Reproduce every record below exactly as written, leaving out any pictures.

*Data items:*
--------

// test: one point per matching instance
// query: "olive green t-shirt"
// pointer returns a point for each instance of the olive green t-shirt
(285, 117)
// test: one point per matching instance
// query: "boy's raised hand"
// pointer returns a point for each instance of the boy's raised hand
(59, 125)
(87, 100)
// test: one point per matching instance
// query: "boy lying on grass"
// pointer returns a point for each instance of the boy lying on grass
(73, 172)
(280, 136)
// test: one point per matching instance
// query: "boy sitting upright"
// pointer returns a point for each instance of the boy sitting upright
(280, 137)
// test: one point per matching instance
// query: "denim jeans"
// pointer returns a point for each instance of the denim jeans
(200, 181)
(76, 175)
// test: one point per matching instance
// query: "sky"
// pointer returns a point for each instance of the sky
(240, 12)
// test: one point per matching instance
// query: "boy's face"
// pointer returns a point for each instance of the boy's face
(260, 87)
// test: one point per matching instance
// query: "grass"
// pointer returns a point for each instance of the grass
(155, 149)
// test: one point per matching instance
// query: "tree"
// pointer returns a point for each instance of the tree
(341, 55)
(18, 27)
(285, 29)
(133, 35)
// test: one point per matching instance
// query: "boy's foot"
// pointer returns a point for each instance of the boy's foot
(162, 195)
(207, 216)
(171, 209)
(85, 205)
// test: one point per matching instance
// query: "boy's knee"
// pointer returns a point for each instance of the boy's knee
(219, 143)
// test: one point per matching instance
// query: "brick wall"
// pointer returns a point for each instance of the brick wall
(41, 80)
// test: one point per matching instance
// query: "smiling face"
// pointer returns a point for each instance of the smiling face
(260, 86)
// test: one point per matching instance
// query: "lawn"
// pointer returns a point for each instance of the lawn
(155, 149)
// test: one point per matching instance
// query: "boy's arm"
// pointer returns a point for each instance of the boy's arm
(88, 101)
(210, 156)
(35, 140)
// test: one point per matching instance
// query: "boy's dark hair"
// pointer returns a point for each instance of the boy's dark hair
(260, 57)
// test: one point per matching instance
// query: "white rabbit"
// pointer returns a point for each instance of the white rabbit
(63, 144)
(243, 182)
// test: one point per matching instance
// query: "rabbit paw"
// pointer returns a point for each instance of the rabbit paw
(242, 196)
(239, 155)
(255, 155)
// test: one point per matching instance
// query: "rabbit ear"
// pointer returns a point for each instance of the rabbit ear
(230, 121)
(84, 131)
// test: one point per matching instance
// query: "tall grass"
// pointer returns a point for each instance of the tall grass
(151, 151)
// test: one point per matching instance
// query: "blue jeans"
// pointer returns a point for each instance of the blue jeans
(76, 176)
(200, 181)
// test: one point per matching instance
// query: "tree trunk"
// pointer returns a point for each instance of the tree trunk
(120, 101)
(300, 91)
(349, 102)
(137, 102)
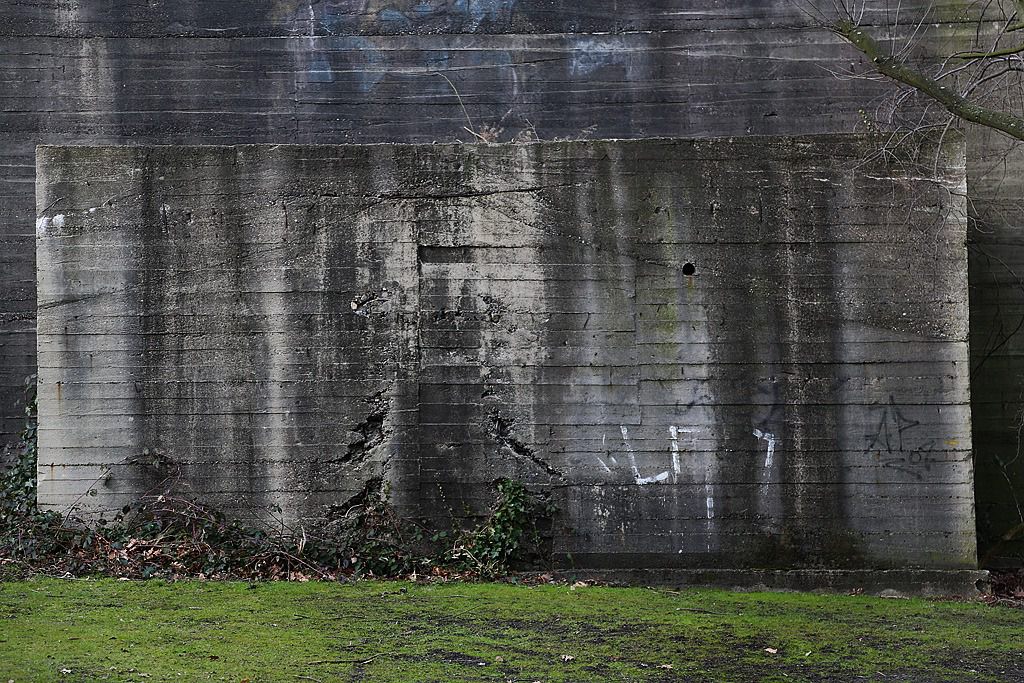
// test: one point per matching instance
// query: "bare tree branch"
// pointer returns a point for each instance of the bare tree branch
(954, 102)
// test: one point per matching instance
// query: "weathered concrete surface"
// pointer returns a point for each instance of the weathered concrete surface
(272, 71)
(742, 352)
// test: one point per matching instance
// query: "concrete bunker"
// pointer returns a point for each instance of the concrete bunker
(740, 352)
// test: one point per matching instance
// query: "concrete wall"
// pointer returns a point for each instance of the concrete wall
(279, 71)
(743, 352)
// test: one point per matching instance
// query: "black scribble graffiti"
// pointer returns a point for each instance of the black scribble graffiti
(889, 442)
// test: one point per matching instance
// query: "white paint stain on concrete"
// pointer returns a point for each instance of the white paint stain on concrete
(771, 440)
(677, 466)
(43, 223)
(641, 480)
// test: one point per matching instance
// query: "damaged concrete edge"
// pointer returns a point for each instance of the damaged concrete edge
(885, 583)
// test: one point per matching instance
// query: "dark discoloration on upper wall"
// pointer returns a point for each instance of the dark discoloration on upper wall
(289, 325)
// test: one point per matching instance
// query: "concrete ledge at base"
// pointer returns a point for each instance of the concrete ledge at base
(885, 583)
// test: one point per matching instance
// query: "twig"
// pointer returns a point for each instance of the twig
(367, 660)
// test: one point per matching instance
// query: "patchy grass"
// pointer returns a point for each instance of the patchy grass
(105, 630)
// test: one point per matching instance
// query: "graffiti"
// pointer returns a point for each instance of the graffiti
(893, 440)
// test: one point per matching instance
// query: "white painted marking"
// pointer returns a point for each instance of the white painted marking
(768, 437)
(654, 479)
(677, 466)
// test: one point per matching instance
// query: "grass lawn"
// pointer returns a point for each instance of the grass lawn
(105, 630)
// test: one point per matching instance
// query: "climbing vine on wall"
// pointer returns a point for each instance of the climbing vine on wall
(171, 537)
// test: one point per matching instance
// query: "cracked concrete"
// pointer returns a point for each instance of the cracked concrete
(778, 382)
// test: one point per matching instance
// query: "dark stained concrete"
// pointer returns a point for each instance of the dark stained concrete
(713, 353)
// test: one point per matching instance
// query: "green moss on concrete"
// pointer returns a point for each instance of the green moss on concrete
(155, 631)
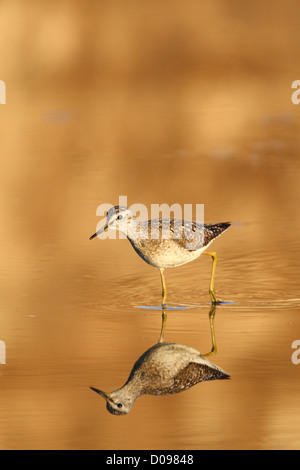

--------

*Task result:*
// test: one point per matching instance
// query: "olive green t-shirt"
// pointer returns a point for each instance of the olive green t-shirt
(285, 117)
// test: one point per matching instance
// query: "boy's raised hand"
// pointer returns a point for each instance of the boy's raised hand
(59, 125)
(87, 100)
// test: one point per matching instance
// query: "boy lying on grass"
// pointer returns a point for each instance of the boy lying on grass
(73, 172)
(280, 136)
// test: one point per matching instance
// query: "boy sitting upright"
// pointer returns a point for each instance of the boy sitting upright
(280, 137)
// test: one point per matching instance
// query: "denim jeans"
// pointer returns a point for each instance of the denim jeans
(200, 181)
(76, 175)
// test: one point per matching instance
// query: "sky"
// pointer returns a point for each instance of the sky
(240, 12)
// test: one point per matching instance
// query: "boy's face"
// pointer returns a point for each instance of the boy's face
(260, 87)
// test: one point per matching instance
// query: "grass"
// pointer returns a point for each instance of the grass
(155, 149)
// test: one point per matching instance
// query: "tree"
// pointer returns a point for each instance of the tree
(341, 55)
(18, 27)
(285, 29)
(133, 35)
// test: one point per matching instance
// query: "boy's foot"
// pointer returns a point for each instance of the boy's foot
(162, 195)
(207, 216)
(171, 209)
(85, 205)
// test: one point per matching instance
// query: "boy's knee"
// pointer returns a point for each instance of the boy's knee
(219, 143)
// test: one point per matching instance
// query: "brick wall"
// pointer returns a point for each instance of the brick wall
(41, 80)
// test: one point per matching instance
// query: "smiling face"
// pointer returns a point for each instance of the smiling face
(260, 86)
// test: one point per matching instance
// query: "lawn"
// pointer returns a point for each instance of the lawn
(155, 149)
// test: one point per matching instance
// query: "boy's arm"
// pointer returns a point for each instance of the boy's arm
(88, 101)
(210, 156)
(35, 140)
// test: one point per matching instance
// query: "boy's dark hair"
// pointer returns a point for each instance of the boy's dark hair
(260, 57)
// test: one point per matching instance
// query: "white rabbit"
// pointer returns a point for each instance of the white rabbit
(63, 144)
(243, 182)
// test: one point per matching instance
// query: "rabbit paw"
// pointer returns a point for each instance of the rabbit paw
(242, 196)
(239, 155)
(255, 155)
// test: one point per matching instance
// query: "rabbit ear"
// pointer returns a point for each instance of the rabbit ear
(230, 121)
(84, 131)
// test: one point per matching instance
// query: "tall grass"
// pointer returns a point for each instance of the tall grass
(151, 151)
// test: one point per matching instance
// query: "blue jeans"
// pointer returns a point for each instance of the blue jeans
(76, 176)
(200, 181)
// test: one point per matching instance
// query: "tree trunk"
// pointer returns a point for each instance of the tree trunk
(120, 101)
(300, 91)
(349, 102)
(137, 102)
// test: one point per matching instance
// query: "bare tree branch"
// pointer returns a point for each instance of the bare tree branch
(954, 102)
// test: one point per matching instance
// query: "weathered concrete surface"
// pointer returns a point for each instance of the weathered concrete surface
(272, 71)
(742, 352)
// test: one point per matching instance
// query: "concrete bunker"
// pointer returns a point for each instance of the concrete bunker
(740, 352)
// test: one point per matching instance
// query: "concrete wall"
// pointer returns a point for each instance of the concrete wall
(279, 71)
(743, 352)
// test: one point per matching instance
// query: "black scribble graffiti"
// pointer returns a point for each instance of the black scribble graffiti
(889, 442)
// test: one point per matching instance
// query: "white paint stain on concrete"
// pointer returns a point for each instance of the white paint stain on concrete
(771, 440)
(677, 466)
(43, 223)
(641, 480)
// test: one point per matching instance
// query: "damaged concrete edge"
// pointer returns a point for each instance of the damaged concrete edge
(885, 583)
// test: one point per matching instance
// query: "dark discoloration on upper wall"
// pointer returns a point for each instance of the dark discoloration on upper wall
(289, 325)
// test: one point per matching instance
// query: "concrete ledge at base"
// pointer returns a point for each instance of the concrete ledge at base
(885, 583)
// test: one point per matching instance
// query: "twig"
// pointer returns a point for each instance of the twig
(367, 660)
// test: one point per matching instance
// query: "patchy grass"
// pointer returns a point for each instance of the patchy grass
(105, 630)
// test: one point per matching instance
// query: "graffiti"
// pointer returns a point for each instance of the graffiti
(893, 440)
// test: one point per matching instance
// query: "white painted marking"
// pointer returns a point for each instance of the white painted marking
(768, 437)
(654, 479)
(677, 466)
// test: one point per matching instance
// query: "grass lawn"
// pointer returns a point for each instance of the grass lawn
(105, 630)
// test: one point per matching instance
// query: "climbing vine on wall"
// pointer returns a point for each instance of the climbing vine on wall
(171, 537)
// test: one point per matching instance
// query: "cracked concrete"
// pointer returns a point for each instance of the cracked concrete
(778, 382)
// test: one point per matching instance
// query: "dark stained concrete"
// pointer returns a point for each instance of the dark stained concrete
(713, 353)
// test: one point per matching instance
// query: "green moss on concrete"
// pointer returns a point for each instance of the green moss on concrete
(155, 631)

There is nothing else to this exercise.